> _Source text_:

---*---

So…

In the immortal words of one of my friends, and in answer to this comment left on a previous post, “Why did you, who doesn’t like to stand up and preach to people or do this sort of thing generally, join the ORDER OF PREACHERS??????”

And it’s a good question. Why not be a Benedictine, or a Carmelite, or a Franciscan? I look better in brown and grey than I do in black and white, for starters. And it’s all about the clothes…

It’s also one of those “how do you explain red to a colour-blind person?” questions. But I’ll have a go.

(Insert usual “if you’ve met one Dominican, you’ve met one Dominican,” disclaimer. This may or may not ring true for any other Dominican who had been asked to write this).

I think it goes back to when I was first converting. Most people who convert don’t do it because they fancied a change, or because Our Lady and St Thatguy down the road does a Mass which is more convenient than the times of service at the local Anglican or Baptist Church, but because they are genuinely seeking after the truth.

---*---

> _Recorded information_:
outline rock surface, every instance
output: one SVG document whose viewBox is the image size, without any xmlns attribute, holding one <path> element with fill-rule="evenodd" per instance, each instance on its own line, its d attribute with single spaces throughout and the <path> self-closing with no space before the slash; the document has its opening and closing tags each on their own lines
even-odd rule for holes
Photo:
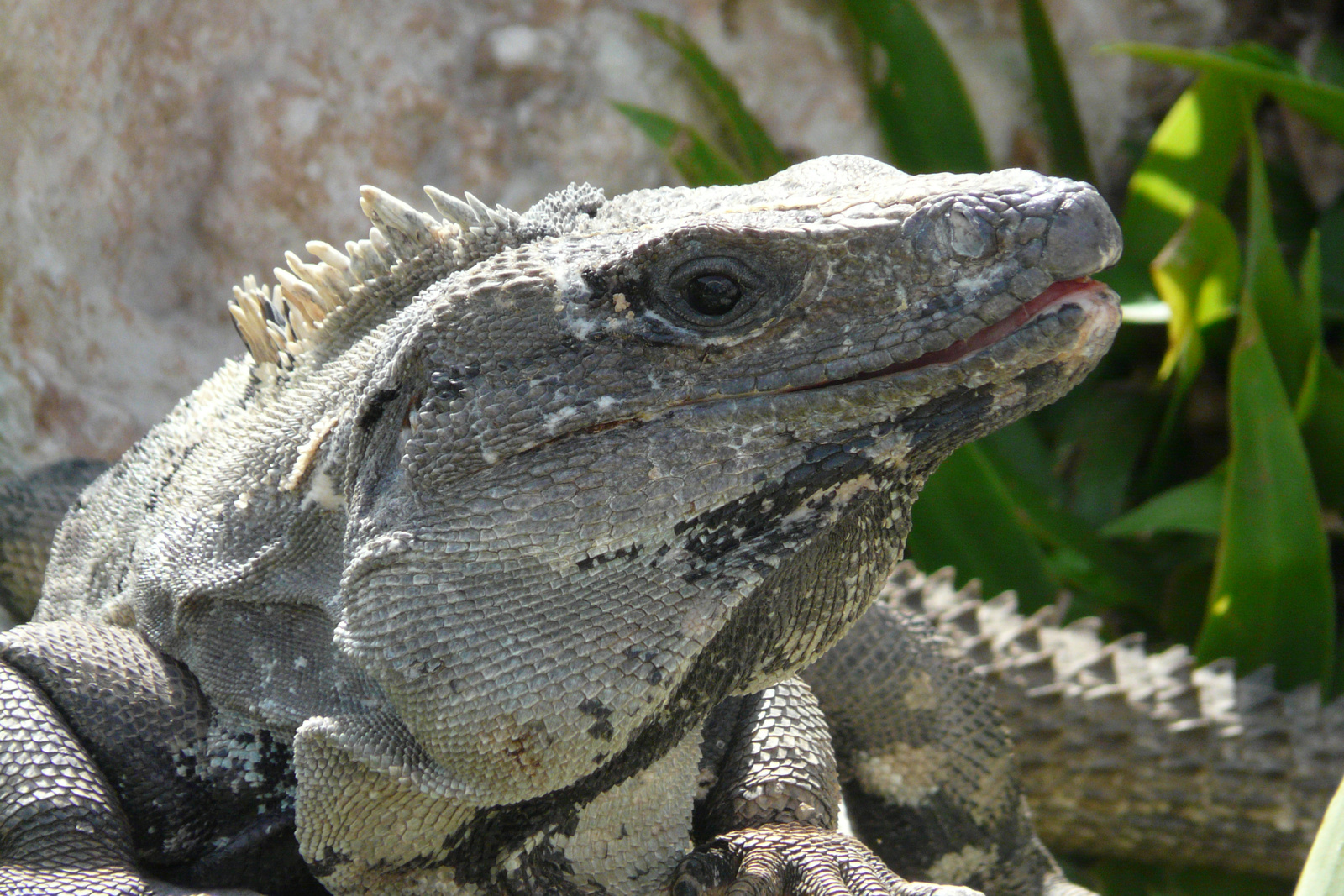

---*---

> _Work to be completed_:
Please rewrite the post about joining the Order of Preachers between "It’s also one" and "after the truth.", inclusive, putting "Methodist" in place of "Anglican".

> _Solution_:
It’s also one of those “how do you explain red to a colour-blind person?” questions. But I’ll have a go.

(Insert usual “if you’ve met one Dominican, you’ve met one Dominican,” disclaimer. This may or may not ring true for any other Dominican who had been asked to write this).

I think it goes back to when I was first converting. Most people who convert don’t do it because they fancied a change, or because Our Lady and St Thatguy down the road does a Mass which is more convenient than the times of service at the local Methodist or Baptist Church, but because they are genuinely seeking after the truth.